What you have to do — When you reach the line that contains "Would you mind marking the grass" in the data below, copy it and every line after it exactly, adding nothing.

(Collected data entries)

┏━━

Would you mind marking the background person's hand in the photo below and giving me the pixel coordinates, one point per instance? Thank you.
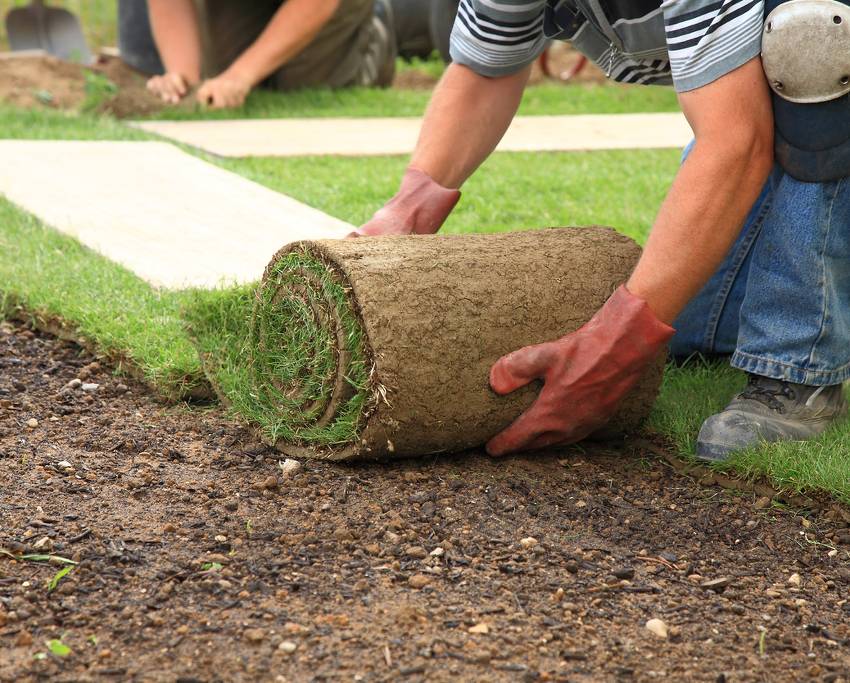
(226, 91)
(585, 374)
(420, 207)
(169, 87)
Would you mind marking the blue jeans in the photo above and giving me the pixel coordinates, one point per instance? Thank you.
(780, 302)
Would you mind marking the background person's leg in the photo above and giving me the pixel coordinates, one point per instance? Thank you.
(354, 48)
(229, 28)
(135, 39)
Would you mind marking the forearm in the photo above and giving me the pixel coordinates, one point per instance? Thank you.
(293, 28)
(466, 119)
(177, 35)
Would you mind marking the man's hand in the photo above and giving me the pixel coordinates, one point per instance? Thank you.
(420, 207)
(585, 374)
(226, 91)
(170, 87)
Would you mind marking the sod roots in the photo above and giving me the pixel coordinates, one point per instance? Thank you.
(379, 348)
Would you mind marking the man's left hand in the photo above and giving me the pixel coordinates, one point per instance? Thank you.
(585, 374)
(226, 91)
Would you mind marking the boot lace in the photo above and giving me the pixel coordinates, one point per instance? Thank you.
(767, 393)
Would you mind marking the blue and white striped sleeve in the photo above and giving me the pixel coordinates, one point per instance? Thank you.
(498, 37)
(708, 39)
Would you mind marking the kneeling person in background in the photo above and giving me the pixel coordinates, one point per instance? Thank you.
(228, 48)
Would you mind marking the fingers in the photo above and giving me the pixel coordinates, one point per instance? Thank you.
(517, 369)
(218, 93)
(518, 436)
(170, 87)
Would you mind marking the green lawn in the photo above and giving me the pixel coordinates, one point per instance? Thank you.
(144, 330)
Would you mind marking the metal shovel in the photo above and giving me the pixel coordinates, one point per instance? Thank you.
(57, 31)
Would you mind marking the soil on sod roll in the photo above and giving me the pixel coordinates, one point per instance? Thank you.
(381, 348)
(199, 561)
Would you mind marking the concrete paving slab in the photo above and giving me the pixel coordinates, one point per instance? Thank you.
(379, 136)
(171, 218)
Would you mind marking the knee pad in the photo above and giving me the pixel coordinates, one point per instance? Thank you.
(806, 57)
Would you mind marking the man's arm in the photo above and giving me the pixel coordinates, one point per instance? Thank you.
(467, 116)
(713, 192)
(174, 24)
(465, 120)
(586, 374)
(293, 27)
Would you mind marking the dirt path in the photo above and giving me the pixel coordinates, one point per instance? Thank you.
(199, 561)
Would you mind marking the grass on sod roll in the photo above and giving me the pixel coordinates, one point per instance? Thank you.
(52, 273)
(260, 348)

┗━━

Finished exercise —
Would you mind marking the grass on sod roll in the photo above and giving me the pixel coordinates, one point per instance? Thank you.
(52, 273)
(260, 348)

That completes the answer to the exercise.